WHAT YOU NEED TO DO.
Copy each line of the records that holds the string "below".

Records from a data collection:
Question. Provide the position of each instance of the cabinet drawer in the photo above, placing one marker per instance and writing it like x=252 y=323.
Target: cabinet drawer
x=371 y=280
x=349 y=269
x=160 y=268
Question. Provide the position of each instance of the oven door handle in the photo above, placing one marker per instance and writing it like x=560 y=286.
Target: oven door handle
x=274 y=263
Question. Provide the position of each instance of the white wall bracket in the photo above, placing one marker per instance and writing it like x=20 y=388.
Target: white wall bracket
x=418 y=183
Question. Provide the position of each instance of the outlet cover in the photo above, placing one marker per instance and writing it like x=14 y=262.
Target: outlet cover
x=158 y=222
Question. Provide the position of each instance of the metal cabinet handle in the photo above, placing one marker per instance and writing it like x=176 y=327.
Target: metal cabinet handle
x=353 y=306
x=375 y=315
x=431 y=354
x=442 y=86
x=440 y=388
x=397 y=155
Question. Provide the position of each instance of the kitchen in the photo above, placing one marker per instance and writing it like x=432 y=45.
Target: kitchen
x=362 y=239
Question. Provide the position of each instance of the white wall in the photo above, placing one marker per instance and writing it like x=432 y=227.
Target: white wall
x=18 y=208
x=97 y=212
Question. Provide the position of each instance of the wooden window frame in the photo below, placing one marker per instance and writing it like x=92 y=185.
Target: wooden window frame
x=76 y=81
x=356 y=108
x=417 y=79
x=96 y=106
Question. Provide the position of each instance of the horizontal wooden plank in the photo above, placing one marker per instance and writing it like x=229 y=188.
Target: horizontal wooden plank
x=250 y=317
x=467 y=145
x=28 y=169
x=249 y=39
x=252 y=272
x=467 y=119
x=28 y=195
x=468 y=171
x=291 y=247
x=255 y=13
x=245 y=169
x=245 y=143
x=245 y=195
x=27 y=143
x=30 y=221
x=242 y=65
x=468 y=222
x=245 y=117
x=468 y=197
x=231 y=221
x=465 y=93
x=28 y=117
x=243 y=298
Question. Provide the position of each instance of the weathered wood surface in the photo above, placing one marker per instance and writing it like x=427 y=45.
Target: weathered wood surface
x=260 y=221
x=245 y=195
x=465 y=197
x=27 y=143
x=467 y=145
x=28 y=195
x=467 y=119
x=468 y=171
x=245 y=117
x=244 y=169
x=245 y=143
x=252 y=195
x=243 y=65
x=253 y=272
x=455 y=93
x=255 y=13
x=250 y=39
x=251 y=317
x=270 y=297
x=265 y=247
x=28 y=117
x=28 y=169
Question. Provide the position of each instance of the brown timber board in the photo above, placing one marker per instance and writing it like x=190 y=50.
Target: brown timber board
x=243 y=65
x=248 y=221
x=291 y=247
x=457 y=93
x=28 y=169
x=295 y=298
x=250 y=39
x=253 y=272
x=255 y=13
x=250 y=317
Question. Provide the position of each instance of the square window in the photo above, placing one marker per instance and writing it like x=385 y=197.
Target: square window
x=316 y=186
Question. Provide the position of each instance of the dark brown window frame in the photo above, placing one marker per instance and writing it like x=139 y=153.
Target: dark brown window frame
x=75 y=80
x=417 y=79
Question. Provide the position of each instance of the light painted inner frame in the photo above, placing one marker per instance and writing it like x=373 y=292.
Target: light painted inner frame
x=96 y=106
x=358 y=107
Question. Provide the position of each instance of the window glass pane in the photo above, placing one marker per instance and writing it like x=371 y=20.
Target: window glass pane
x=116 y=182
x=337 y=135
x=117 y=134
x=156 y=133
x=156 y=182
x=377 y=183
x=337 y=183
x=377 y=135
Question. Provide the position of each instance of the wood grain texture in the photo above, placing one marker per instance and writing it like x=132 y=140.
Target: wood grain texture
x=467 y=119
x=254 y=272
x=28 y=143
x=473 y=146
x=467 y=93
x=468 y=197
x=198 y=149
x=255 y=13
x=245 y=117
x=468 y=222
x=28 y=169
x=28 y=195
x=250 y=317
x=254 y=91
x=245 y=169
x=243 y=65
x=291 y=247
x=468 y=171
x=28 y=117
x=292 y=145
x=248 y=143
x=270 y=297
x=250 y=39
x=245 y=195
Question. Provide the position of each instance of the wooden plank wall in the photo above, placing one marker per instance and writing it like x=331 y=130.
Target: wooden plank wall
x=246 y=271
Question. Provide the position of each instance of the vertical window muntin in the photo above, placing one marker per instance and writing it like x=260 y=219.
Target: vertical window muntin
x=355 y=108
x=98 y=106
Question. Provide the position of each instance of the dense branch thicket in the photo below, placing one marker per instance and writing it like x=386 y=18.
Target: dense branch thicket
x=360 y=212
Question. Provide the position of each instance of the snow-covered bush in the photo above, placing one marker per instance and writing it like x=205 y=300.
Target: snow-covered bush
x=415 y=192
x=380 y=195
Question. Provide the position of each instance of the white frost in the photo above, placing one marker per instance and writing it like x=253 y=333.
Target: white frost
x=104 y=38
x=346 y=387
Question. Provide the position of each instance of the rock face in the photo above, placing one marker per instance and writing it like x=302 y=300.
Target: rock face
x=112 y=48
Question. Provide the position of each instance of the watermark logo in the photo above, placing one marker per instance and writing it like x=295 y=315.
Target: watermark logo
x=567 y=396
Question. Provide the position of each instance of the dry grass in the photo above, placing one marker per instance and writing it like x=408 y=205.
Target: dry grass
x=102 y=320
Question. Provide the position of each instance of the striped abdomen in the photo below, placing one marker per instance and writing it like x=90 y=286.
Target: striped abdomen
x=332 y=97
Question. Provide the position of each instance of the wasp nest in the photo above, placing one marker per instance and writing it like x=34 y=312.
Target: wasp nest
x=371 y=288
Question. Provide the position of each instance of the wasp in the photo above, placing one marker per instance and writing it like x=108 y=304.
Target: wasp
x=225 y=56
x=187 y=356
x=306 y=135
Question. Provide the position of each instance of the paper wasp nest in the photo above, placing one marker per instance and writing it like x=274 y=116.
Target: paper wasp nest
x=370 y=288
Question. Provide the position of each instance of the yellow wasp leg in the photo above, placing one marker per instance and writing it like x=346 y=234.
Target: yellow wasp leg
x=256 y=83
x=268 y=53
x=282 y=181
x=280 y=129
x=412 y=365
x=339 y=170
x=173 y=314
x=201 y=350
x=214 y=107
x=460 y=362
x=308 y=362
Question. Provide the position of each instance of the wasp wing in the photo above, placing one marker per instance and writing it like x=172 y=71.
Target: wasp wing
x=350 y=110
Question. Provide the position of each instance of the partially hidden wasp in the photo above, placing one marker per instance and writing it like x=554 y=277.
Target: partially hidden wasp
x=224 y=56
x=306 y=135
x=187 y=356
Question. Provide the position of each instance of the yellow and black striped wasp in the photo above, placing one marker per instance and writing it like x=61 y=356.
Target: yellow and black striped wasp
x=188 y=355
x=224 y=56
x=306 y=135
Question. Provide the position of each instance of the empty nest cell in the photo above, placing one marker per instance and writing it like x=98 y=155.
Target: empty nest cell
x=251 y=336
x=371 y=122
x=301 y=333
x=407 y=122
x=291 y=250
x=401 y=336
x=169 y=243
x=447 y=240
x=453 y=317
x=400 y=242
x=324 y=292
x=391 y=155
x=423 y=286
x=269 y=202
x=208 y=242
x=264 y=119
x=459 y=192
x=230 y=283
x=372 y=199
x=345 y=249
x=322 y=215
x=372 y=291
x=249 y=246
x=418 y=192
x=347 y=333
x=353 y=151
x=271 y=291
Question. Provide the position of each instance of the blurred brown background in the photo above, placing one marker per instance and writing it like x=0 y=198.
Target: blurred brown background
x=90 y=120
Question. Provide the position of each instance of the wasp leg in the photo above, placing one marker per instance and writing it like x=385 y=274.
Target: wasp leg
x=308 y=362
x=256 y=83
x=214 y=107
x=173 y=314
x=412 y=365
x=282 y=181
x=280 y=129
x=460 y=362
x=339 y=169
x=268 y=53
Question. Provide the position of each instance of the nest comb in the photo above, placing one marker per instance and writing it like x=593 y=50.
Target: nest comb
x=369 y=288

EXERCISE SOLUTION.
Question. Provide the position of each instance of the wooden window frame in the photo below, placing one marker per instance and writing it like x=92 y=185.
Question. Provide the position of each instance of the dense branch thicket in the photo below, placing one marker per instance and writing it like x=386 y=18.
Question. Provide the position of each instance of the striped abdomen in the photo below, placing one marker per instance and writing it like x=90 y=286.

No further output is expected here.